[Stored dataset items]
Start
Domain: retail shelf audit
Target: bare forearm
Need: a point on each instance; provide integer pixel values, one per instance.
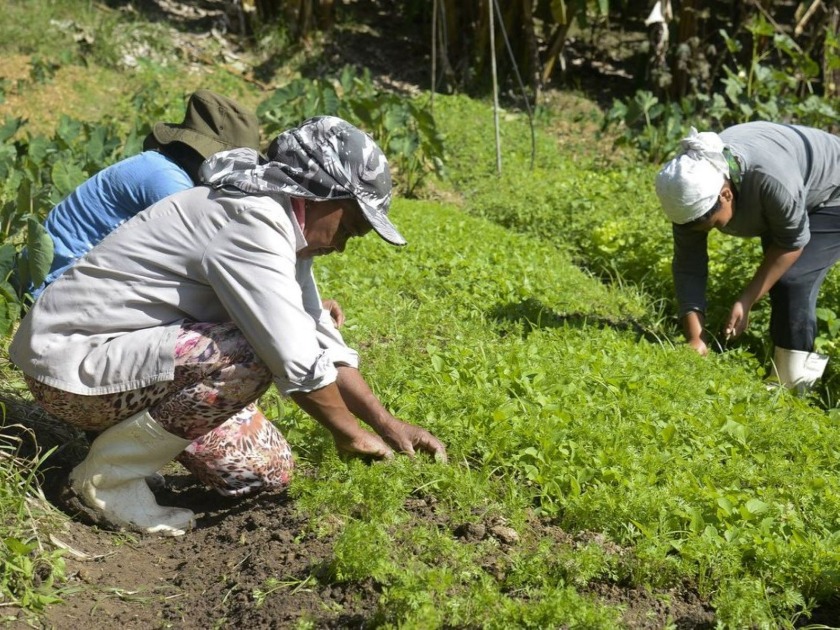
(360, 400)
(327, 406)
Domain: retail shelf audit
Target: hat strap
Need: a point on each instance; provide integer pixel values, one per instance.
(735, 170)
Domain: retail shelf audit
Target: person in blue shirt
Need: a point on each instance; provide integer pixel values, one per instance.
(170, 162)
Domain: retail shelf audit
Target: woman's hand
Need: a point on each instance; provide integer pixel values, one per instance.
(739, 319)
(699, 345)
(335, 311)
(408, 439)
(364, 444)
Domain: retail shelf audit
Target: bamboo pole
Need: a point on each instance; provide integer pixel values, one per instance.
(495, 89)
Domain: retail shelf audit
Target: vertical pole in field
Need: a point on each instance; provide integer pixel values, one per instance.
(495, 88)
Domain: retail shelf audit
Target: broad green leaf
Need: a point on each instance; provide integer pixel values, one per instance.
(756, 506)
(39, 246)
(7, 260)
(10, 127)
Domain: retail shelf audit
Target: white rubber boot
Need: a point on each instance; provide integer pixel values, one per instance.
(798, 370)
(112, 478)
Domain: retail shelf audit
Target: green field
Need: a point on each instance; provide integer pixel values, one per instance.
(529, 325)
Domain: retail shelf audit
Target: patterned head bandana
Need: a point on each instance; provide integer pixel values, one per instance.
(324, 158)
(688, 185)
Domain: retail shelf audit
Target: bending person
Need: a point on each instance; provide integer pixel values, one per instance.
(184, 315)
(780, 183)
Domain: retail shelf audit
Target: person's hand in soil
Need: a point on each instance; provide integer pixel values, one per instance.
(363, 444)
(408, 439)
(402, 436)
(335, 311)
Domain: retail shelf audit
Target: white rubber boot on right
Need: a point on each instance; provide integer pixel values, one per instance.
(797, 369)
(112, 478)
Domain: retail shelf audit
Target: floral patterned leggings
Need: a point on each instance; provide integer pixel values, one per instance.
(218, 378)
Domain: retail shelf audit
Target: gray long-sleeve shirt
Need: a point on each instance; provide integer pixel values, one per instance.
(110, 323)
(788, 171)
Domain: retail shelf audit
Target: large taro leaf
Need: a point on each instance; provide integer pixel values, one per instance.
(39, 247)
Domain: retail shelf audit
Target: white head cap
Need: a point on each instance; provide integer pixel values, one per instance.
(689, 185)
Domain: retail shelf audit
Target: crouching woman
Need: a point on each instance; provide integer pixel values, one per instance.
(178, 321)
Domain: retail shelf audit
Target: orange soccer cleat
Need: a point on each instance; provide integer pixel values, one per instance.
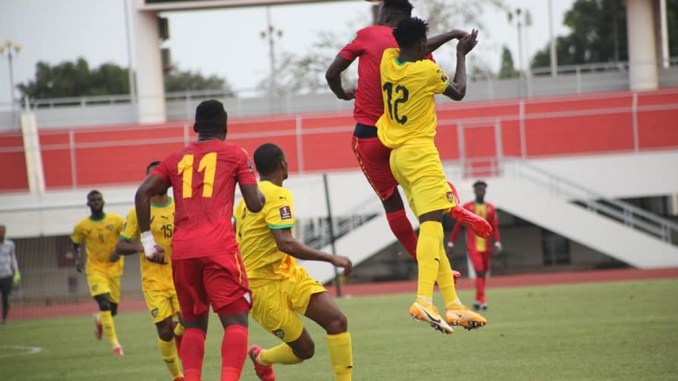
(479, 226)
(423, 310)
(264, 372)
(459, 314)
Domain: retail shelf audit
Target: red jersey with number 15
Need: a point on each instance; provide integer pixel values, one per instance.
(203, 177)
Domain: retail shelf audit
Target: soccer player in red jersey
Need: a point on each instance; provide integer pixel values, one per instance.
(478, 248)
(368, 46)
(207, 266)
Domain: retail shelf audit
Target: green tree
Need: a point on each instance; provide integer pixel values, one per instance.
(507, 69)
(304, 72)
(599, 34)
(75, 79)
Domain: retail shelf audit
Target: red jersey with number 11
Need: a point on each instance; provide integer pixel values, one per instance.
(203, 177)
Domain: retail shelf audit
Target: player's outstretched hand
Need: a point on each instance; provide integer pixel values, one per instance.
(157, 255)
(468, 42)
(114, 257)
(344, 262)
End
Start
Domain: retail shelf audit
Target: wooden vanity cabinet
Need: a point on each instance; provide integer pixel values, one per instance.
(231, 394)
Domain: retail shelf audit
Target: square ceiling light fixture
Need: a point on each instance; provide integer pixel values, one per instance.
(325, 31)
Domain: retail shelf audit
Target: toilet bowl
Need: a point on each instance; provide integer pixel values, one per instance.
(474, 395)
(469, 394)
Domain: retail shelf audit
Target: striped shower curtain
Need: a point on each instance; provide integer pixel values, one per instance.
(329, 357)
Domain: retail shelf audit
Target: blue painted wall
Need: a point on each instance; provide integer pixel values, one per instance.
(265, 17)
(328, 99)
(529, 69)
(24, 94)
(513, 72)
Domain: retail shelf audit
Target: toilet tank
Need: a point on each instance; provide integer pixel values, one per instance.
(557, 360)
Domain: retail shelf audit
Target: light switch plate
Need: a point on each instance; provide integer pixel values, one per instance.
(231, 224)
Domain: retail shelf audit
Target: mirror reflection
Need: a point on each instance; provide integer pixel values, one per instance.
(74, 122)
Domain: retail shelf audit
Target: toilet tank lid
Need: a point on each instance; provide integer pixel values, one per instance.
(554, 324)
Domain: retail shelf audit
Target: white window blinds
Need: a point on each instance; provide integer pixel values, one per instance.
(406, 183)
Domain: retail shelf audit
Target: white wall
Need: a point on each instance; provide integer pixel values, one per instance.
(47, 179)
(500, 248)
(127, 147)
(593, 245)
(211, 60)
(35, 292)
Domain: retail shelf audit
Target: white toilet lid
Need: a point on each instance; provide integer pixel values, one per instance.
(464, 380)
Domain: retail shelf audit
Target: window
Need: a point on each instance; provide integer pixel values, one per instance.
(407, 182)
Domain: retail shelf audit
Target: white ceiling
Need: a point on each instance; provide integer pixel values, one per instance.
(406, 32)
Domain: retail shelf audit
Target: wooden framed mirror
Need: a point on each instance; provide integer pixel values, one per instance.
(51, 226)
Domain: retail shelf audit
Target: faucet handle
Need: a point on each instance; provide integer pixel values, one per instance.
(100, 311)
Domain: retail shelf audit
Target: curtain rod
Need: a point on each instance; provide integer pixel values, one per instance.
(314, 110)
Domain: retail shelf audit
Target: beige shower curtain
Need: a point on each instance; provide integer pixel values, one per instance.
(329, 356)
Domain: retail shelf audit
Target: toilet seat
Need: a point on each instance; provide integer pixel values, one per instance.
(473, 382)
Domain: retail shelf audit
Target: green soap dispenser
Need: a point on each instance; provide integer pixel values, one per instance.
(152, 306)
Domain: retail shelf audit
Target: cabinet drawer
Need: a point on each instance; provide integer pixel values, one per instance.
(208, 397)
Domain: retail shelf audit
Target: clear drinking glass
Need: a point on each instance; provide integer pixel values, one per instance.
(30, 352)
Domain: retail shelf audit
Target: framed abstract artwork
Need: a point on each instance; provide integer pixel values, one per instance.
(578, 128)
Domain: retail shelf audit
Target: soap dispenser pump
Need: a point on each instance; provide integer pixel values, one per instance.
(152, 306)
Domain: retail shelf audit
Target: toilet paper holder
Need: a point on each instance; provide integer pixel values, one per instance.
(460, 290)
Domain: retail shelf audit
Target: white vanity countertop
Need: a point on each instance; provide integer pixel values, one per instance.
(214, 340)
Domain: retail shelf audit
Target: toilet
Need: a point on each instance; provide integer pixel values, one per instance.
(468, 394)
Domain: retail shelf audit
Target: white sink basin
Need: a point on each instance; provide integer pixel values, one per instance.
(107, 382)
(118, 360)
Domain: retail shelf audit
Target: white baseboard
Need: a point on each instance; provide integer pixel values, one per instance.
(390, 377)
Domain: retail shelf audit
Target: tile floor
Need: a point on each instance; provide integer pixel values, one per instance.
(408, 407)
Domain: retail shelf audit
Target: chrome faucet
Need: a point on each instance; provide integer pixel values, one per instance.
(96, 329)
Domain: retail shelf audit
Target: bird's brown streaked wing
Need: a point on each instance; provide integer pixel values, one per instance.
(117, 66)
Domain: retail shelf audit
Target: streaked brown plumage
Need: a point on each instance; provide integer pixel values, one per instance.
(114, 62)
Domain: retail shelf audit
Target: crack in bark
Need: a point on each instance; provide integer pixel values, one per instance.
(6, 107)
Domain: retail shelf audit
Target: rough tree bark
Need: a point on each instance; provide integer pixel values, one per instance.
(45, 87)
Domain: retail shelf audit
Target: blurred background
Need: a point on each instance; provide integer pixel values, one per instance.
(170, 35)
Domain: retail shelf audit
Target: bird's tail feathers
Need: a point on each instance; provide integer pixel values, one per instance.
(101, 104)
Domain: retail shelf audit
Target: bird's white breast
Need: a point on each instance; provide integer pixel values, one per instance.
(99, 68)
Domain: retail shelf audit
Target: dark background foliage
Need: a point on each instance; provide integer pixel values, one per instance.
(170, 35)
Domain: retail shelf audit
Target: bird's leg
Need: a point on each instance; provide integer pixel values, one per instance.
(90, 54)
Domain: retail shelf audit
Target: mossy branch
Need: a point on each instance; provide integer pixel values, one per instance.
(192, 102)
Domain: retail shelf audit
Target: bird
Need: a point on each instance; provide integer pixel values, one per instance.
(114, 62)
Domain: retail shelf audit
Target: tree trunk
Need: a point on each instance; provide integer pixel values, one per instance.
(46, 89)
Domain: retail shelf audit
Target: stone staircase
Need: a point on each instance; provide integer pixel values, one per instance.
End
◆ **Exercise prompt**: Collect every line of the data above that contains the string "head". Case counts.

◆ **Exercise answer**:
Target: patterned head bandana
Target: white head cap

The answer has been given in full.